# Exercise description
Show every line in the listing below that contains the word "sole", copied in full.

# START OF Provided records

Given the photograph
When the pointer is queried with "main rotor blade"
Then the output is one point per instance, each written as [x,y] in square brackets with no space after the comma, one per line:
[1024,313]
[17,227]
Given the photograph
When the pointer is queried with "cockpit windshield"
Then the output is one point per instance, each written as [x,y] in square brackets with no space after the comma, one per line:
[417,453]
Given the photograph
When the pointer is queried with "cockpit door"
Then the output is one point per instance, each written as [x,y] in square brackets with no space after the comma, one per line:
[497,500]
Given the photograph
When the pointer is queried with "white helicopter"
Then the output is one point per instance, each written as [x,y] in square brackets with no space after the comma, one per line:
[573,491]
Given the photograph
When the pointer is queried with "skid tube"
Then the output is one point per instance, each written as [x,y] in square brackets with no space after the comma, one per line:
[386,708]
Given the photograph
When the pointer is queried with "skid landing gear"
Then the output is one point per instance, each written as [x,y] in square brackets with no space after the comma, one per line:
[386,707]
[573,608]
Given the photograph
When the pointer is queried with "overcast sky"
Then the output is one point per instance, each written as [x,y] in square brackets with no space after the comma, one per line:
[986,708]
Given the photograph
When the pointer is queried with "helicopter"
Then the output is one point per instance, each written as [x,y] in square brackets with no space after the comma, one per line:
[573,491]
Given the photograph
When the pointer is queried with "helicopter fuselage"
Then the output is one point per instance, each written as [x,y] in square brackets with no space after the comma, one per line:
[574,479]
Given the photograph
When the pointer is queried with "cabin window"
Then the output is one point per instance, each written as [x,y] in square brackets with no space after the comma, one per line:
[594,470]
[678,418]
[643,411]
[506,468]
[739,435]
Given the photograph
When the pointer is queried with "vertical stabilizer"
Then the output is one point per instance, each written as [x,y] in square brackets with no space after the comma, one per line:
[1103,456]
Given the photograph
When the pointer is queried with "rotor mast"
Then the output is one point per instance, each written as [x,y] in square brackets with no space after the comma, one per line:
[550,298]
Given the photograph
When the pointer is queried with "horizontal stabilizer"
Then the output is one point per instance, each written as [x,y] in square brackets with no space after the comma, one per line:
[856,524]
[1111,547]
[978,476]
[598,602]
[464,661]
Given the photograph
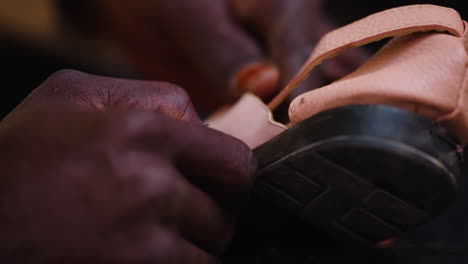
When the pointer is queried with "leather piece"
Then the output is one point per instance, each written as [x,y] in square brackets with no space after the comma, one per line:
[392,22]
[249,120]
[420,72]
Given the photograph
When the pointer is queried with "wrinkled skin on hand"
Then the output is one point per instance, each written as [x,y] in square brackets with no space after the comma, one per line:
[99,170]
[217,49]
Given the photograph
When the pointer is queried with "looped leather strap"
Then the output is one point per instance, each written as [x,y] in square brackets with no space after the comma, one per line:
[389,23]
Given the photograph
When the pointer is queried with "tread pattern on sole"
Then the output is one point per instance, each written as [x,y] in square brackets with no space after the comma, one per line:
[330,197]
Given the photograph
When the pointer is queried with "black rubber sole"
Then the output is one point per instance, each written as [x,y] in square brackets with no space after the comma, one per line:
[362,173]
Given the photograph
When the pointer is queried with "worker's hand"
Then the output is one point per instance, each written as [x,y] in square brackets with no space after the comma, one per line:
[98,170]
[218,49]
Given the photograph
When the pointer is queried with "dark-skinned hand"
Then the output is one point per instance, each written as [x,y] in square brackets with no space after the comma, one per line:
[102,170]
[219,49]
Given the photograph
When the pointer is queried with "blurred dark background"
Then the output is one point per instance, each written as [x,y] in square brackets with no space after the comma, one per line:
[40,37]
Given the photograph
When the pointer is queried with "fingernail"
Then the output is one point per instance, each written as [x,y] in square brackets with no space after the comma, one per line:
[258,78]
[387,243]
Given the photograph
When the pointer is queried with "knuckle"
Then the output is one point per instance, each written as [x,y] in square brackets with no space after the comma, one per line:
[175,101]
[66,76]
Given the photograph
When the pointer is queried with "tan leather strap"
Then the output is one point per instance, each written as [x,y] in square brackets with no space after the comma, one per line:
[389,23]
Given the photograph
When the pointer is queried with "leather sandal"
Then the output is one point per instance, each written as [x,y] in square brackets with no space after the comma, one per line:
[378,152]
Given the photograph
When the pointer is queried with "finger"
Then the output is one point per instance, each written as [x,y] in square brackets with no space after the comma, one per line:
[291,30]
[77,88]
[220,164]
[196,216]
[217,47]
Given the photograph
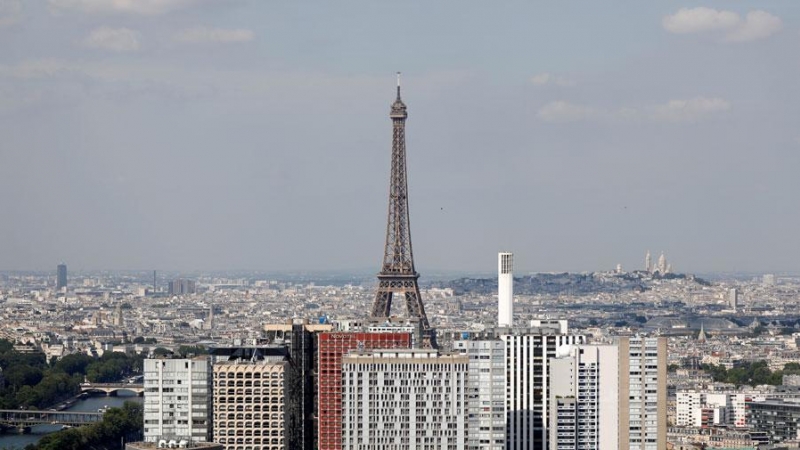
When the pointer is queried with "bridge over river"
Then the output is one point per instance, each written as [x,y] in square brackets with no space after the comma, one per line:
[112,388]
[22,418]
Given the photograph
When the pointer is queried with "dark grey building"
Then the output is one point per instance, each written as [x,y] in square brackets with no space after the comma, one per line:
[182,286]
[778,418]
[61,276]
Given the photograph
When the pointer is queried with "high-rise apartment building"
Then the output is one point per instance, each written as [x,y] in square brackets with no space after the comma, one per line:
[404,399]
[331,348]
[177,399]
[486,393]
[61,276]
[584,400]
[182,287]
[505,289]
[700,408]
[250,404]
[527,355]
[643,392]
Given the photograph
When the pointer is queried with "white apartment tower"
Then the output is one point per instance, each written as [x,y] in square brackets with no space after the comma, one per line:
[404,399]
[527,355]
[697,408]
[177,399]
[505,289]
[486,393]
[584,403]
[643,393]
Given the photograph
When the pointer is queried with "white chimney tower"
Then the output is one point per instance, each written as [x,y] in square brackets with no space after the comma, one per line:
[505,289]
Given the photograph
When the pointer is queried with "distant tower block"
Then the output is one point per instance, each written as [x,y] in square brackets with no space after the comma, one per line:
[733,299]
[61,276]
[505,289]
[398,276]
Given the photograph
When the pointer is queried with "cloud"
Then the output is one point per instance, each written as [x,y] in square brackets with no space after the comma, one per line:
[10,12]
[201,35]
[682,110]
[696,20]
[140,7]
[561,111]
[756,24]
[114,39]
[690,110]
[546,78]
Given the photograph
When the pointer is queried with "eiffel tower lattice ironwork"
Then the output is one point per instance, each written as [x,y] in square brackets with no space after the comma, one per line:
[397,274]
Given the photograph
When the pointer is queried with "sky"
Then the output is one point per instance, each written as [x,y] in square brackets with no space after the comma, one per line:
[254,134]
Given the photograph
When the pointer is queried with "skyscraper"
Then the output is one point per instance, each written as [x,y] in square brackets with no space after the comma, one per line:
[584,399]
[404,399]
[332,347]
[61,276]
[505,289]
[528,351]
[251,399]
[486,393]
[643,392]
[177,399]
[398,275]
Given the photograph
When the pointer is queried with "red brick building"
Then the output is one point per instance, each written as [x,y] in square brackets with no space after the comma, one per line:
[332,346]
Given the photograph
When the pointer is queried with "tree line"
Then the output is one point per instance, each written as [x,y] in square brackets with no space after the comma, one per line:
[32,382]
[751,373]
[117,425]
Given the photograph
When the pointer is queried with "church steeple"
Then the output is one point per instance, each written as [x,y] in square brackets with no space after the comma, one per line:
[398,107]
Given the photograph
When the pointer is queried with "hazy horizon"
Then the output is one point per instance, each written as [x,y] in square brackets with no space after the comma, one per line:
[210,134]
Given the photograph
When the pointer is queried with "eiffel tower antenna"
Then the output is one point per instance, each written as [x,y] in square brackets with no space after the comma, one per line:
[397,275]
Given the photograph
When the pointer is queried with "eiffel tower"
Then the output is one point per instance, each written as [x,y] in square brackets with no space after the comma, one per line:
[397,275]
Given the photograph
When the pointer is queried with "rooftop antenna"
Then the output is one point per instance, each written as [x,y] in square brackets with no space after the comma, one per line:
[398,85]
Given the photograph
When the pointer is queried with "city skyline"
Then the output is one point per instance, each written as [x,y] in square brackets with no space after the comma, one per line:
[208,135]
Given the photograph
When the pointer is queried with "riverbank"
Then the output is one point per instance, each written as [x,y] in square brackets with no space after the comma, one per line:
[14,441]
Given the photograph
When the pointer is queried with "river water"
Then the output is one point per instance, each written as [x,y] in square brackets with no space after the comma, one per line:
[92,404]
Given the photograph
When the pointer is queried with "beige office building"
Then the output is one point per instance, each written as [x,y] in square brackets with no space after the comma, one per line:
[249,402]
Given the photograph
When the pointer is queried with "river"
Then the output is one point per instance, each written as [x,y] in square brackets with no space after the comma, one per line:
[92,404]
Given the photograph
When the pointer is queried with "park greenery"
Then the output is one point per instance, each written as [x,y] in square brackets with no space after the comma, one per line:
[32,382]
[118,425]
[751,373]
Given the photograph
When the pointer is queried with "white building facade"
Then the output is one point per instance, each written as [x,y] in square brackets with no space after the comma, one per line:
[486,388]
[177,399]
[643,392]
[505,289]
[584,398]
[404,399]
[698,408]
[527,355]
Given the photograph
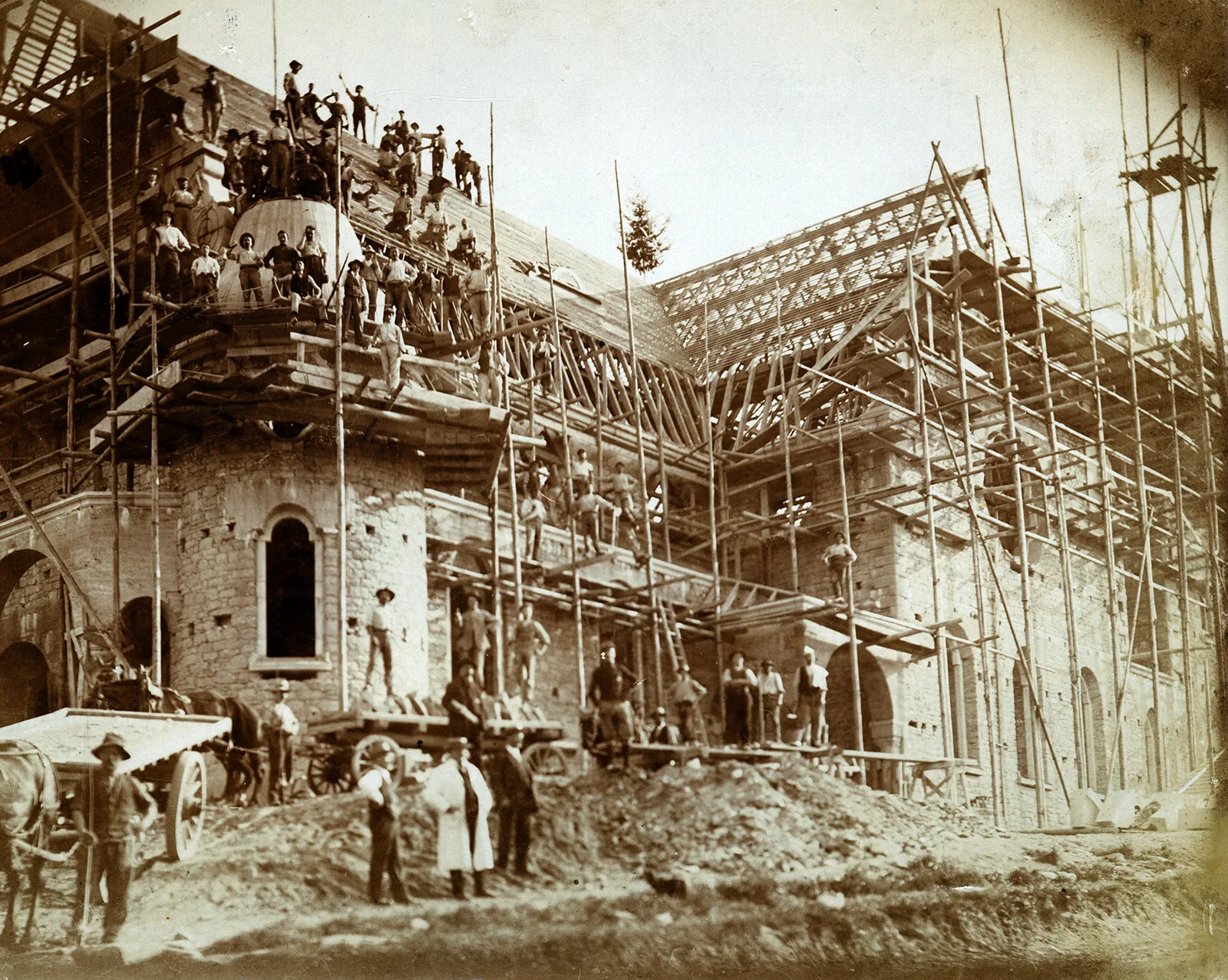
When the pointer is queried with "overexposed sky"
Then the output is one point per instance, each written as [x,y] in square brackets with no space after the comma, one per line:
[740,120]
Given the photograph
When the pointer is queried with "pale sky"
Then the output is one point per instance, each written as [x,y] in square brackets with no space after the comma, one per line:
[740,120]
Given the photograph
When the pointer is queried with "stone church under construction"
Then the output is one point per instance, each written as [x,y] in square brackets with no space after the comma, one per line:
[1029,483]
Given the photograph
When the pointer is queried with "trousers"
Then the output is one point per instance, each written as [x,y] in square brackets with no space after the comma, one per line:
[114,859]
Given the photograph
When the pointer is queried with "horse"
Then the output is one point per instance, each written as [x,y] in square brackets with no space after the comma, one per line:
[28,803]
[243,754]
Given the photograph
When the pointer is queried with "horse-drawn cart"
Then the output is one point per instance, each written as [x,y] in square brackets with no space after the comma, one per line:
[347,743]
[165,753]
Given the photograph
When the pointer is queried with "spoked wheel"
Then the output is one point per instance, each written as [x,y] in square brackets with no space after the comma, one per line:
[546,759]
[186,806]
[368,752]
[329,774]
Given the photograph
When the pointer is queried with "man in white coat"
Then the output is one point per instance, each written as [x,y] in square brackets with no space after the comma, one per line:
[457,791]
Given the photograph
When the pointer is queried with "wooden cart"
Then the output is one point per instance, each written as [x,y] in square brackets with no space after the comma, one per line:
[166,754]
[347,743]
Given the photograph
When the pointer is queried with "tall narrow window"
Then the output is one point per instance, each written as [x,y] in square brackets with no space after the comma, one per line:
[290,570]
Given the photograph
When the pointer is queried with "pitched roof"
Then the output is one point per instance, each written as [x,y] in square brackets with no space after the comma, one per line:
[823,276]
[595,304]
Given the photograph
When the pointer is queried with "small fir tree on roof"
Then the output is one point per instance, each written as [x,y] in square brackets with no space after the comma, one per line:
[646,243]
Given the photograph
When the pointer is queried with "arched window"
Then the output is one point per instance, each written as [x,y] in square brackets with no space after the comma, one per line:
[290,591]
[1025,720]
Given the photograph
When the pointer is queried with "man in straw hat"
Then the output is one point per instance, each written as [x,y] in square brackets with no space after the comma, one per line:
[108,810]
[384,812]
[380,626]
[458,794]
[282,726]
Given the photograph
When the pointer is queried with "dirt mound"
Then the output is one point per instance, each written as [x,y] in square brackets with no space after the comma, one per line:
[734,817]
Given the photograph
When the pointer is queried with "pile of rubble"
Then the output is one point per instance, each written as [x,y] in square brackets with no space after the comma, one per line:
[732,817]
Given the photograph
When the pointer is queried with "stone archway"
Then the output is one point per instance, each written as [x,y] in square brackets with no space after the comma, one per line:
[26,689]
[877,710]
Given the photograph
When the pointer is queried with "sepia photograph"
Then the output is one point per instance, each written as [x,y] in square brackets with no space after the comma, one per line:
[507,489]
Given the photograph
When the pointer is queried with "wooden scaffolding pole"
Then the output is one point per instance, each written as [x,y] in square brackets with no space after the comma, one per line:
[577,609]
[638,404]
[1021,515]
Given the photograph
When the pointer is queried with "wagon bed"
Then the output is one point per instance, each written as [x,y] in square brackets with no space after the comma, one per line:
[163,752]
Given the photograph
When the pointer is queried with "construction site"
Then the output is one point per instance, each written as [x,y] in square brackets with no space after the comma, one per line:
[212,491]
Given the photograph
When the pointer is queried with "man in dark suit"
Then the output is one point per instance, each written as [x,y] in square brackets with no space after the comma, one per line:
[511,781]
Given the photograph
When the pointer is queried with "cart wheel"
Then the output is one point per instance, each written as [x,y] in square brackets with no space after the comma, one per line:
[329,774]
[546,759]
[186,806]
[368,749]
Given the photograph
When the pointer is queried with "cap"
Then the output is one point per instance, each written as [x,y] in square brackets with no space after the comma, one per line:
[112,741]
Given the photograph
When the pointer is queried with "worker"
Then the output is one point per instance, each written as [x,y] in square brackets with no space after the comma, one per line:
[354,304]
[581,472]
[249,266]
[532,517]
[290,87]
[439,151]
[812,699]
[589,506]
[462,700]
[611,689]
[740,685]
[213,104]
[384,817]
[402,208]
[685,693]
[169,243]
[477,288]
[839,558]
[457,791]
[361,104]
[511,784]
[473,635]
[530,642]
[771,693]
[183,200]
[381,628]
[282,728]
[204,276]
[110,810]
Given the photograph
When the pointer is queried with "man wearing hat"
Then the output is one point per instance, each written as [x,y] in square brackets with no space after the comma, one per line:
[380,626]
[213,104]
[685,693]
[511,783]
[290,86]
[458,794]
[384,814]
[282,726]
[108,810]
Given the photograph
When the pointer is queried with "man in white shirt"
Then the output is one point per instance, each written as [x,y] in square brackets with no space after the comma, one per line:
[381,626]
[282,728]
[458,794]
[771,693]
[204,274]
[812,699]
[397,286]
[384,813]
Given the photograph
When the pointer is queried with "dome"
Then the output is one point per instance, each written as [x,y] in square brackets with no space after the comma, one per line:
[264,219]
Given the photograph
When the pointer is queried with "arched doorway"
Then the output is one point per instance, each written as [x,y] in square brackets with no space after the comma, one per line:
[137,622]
[1092,737]
[25,691]
[876,706]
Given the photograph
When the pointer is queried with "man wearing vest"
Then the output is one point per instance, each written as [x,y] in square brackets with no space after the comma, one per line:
[108,810]
[384,813]
[511,781]
[457,791]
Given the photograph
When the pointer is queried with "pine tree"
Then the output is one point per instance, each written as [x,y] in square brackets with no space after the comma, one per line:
[646,243]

# END OF Provided records

# The output
When the pointer is queried with "tread pattern on sole"
When the pointer is queried with "black rubber sole"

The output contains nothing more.